**Requirements**. Rewrite everything from the line containing "Warehouse picking: mark the sunflower" down to the line containing "(596, 1049)", both ends included and requests kept, shifting every coordinate in the answers by adding 89 to each number.

Labeled point records
++++

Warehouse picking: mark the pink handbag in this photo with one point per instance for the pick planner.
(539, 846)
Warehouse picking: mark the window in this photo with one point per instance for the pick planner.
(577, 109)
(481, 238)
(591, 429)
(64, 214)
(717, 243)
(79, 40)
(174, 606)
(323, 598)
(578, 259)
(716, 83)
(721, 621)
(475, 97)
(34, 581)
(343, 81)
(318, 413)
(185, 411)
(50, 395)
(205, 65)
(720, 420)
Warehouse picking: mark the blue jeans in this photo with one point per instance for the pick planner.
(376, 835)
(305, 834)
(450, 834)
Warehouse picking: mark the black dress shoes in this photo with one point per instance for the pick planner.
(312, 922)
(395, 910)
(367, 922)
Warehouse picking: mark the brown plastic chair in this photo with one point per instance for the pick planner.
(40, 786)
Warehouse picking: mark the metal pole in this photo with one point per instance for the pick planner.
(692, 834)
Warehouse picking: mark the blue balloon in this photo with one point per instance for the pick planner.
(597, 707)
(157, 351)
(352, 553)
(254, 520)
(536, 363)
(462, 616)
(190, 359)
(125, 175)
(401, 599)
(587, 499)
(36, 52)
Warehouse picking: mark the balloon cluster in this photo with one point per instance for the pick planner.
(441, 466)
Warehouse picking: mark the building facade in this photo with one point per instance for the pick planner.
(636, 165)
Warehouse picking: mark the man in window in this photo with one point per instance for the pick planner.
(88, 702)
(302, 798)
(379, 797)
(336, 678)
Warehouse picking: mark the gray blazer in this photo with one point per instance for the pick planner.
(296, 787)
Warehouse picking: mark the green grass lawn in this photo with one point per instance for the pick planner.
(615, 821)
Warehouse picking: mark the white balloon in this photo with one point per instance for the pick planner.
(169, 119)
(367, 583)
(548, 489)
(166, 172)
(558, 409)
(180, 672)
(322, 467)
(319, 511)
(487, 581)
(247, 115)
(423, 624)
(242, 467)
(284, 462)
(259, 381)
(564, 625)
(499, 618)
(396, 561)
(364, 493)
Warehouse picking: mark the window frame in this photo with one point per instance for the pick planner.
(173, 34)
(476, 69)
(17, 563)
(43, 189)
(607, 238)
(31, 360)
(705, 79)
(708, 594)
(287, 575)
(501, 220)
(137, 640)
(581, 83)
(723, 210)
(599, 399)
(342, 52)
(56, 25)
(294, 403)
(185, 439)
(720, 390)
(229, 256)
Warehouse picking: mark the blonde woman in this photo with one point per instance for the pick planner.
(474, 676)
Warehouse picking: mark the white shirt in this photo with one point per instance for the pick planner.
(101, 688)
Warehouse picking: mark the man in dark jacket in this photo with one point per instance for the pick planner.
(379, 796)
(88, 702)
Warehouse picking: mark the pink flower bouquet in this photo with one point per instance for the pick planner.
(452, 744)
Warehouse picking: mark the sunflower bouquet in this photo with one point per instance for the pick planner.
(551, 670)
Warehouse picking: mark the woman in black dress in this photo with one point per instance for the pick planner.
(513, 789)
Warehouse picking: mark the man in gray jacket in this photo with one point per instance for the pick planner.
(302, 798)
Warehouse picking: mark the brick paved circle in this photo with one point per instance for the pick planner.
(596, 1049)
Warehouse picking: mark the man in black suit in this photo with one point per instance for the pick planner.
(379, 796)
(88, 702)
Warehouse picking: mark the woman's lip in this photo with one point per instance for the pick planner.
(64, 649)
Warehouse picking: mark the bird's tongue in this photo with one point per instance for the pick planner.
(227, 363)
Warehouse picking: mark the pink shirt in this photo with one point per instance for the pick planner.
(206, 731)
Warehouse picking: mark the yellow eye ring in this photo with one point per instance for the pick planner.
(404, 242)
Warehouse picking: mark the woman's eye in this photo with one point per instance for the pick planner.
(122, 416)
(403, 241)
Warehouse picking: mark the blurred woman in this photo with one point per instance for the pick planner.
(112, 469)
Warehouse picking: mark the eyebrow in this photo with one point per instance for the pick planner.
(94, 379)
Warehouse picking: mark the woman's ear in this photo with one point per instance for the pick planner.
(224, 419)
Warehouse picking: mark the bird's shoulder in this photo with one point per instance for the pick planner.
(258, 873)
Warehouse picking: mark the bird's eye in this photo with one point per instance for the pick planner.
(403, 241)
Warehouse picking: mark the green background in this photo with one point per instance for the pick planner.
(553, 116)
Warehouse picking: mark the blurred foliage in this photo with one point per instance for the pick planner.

++++

**Exercise answer**.
Warehouse picking: mark the sunflower bouquet in this photo with one point per instance for the pick planner.
(640, 759)
Warehouse picking: mark the woman in black dress in this photo with one point per instance for the pick planner.
(602, 878)
Warehouse picking: mark the man in gray jacket in this photo with one point per instance for the pick planner.
(391, 887)
Warehouse picking: mark the brick paved circle in this photo with one point per instance for the pick planner.
(685, 1138)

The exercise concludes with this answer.